> **THE DATA**
::::
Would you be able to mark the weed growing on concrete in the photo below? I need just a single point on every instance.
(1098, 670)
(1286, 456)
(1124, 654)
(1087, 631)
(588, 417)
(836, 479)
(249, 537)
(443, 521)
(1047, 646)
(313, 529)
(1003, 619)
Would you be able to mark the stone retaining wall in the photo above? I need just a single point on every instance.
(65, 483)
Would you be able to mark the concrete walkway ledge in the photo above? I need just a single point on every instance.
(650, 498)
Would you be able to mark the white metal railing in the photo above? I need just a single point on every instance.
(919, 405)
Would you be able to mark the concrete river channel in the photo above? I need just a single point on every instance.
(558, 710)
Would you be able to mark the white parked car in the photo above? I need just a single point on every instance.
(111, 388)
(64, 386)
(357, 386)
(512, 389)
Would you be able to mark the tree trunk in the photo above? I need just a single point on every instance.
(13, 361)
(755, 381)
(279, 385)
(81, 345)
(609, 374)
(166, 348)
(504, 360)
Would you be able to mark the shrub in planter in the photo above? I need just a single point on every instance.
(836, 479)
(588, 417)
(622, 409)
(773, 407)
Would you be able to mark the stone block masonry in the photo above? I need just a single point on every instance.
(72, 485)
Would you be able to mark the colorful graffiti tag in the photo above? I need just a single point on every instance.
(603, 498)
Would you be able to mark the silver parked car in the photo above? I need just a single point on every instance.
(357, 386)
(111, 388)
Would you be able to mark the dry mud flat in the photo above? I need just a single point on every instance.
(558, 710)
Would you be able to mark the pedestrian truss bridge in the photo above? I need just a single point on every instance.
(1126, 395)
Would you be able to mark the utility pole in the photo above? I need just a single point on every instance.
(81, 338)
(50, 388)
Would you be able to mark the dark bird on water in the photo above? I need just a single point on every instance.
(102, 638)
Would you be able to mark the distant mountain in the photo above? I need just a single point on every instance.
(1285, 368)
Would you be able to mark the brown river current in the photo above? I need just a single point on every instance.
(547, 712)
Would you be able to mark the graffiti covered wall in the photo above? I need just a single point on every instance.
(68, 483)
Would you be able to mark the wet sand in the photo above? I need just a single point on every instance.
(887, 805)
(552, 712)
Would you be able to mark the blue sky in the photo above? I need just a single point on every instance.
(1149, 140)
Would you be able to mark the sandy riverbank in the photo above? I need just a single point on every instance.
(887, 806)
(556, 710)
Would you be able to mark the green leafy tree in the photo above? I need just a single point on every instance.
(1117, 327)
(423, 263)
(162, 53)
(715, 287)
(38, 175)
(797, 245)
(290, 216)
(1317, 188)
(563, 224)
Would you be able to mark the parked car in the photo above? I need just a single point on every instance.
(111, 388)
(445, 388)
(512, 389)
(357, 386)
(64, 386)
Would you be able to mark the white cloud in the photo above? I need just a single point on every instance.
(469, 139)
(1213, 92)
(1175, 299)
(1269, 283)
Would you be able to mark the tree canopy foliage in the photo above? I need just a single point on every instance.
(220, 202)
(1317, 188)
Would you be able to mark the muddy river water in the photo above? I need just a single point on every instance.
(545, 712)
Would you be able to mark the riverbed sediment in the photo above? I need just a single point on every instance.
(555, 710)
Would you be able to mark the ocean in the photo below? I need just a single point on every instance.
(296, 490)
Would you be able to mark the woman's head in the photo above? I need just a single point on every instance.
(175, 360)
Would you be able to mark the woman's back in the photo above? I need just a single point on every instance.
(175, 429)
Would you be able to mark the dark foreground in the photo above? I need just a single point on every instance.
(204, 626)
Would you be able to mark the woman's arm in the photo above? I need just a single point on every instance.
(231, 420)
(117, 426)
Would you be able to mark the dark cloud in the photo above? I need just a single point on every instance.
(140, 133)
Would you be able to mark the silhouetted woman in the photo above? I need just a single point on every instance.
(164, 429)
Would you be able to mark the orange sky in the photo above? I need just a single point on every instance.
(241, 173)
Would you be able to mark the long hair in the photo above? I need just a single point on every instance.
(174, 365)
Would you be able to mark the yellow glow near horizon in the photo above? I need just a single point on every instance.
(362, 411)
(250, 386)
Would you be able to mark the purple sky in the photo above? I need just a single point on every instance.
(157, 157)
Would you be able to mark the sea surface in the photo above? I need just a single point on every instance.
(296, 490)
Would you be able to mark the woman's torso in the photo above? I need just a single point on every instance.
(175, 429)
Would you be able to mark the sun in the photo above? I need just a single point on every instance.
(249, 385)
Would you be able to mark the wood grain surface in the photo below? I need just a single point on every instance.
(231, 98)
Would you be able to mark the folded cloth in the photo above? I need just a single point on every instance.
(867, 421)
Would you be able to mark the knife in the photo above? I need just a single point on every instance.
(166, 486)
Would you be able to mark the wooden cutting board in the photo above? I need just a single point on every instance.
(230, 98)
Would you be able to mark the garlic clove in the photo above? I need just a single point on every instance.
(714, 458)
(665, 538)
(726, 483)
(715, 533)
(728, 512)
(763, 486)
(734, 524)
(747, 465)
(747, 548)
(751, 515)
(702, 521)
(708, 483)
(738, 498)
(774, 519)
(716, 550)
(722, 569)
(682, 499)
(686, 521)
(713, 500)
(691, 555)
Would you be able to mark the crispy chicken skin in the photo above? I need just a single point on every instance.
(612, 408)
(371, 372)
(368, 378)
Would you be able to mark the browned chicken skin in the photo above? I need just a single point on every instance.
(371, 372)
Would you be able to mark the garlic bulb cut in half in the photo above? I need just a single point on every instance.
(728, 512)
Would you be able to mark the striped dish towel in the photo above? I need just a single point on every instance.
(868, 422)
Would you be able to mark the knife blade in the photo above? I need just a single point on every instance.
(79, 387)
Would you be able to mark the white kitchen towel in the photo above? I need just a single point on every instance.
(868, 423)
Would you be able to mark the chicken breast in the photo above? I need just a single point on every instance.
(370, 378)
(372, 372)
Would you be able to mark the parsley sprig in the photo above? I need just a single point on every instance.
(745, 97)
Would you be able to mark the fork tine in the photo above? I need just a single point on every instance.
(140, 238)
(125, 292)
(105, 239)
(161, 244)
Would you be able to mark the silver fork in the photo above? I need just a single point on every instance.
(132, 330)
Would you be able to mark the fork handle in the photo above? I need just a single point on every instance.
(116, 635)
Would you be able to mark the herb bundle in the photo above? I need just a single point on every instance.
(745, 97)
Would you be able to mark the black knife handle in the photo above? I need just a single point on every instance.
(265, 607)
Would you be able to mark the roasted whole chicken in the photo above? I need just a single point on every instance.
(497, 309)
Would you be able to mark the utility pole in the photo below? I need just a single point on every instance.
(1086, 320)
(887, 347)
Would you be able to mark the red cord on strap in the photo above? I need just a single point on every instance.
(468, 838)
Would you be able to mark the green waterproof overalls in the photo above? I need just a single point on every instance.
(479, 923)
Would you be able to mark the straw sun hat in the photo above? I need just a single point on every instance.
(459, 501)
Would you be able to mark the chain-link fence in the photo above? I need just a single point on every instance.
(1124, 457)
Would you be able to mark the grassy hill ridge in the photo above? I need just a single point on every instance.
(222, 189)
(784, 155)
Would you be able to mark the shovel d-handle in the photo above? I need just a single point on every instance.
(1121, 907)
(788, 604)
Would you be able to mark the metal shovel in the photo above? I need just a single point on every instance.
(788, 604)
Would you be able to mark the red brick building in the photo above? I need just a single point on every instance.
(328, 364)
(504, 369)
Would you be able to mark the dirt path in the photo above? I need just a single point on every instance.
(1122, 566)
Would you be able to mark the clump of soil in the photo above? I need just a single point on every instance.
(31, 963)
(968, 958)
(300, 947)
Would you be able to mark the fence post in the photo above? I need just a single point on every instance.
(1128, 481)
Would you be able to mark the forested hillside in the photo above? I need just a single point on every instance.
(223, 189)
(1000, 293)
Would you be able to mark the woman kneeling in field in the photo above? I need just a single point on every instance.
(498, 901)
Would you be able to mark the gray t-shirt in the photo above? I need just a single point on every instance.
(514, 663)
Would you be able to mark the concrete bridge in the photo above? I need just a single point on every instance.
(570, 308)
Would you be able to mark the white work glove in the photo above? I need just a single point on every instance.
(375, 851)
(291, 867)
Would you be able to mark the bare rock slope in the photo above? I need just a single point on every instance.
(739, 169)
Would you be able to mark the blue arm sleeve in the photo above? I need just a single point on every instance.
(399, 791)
::::
> **WORK REQUIRED**
Give back exactly the lines from the one containing "Would you be able to mark the clump" to the end of the material, both ends included.

> **RESULT OF THIS TASK**
Would you be able to mark the clump of soil in the photo above? I need just a single point on every instance.
(31, 963)
(968, 958)
(300, 947)
Would you be able to mark the fence post in the photo above? I need just a single point on every instance.
(1128, 481)
Would you be able to mark the forested hillside in the photo above? I need just a single point on every instance.
(223, 189)
(1000, 293)
Would you be able to mark the woman kneeling in field in the photo above? I need just a single point on every instance.
(498, 901)
Would you be able to mark the gray t-shirt in the photo above? I need just a single point on every instance.
(514, 663)
Would you be able to mark the concrete bridge in the photo above? I need just a single point on every instance.
(570, 308)
Would you be able to mark the white work glove in the photo above? I need just a single point on every instance.
(375, 851)
(291, 867)
Would you be able to mark the bare rock slope in the photo above? I need just a single point on every instance.
(739, 169)
Would you be able to mark the blue arm sleeve in the photo above? I need just a single point on every instance.
(399, 791)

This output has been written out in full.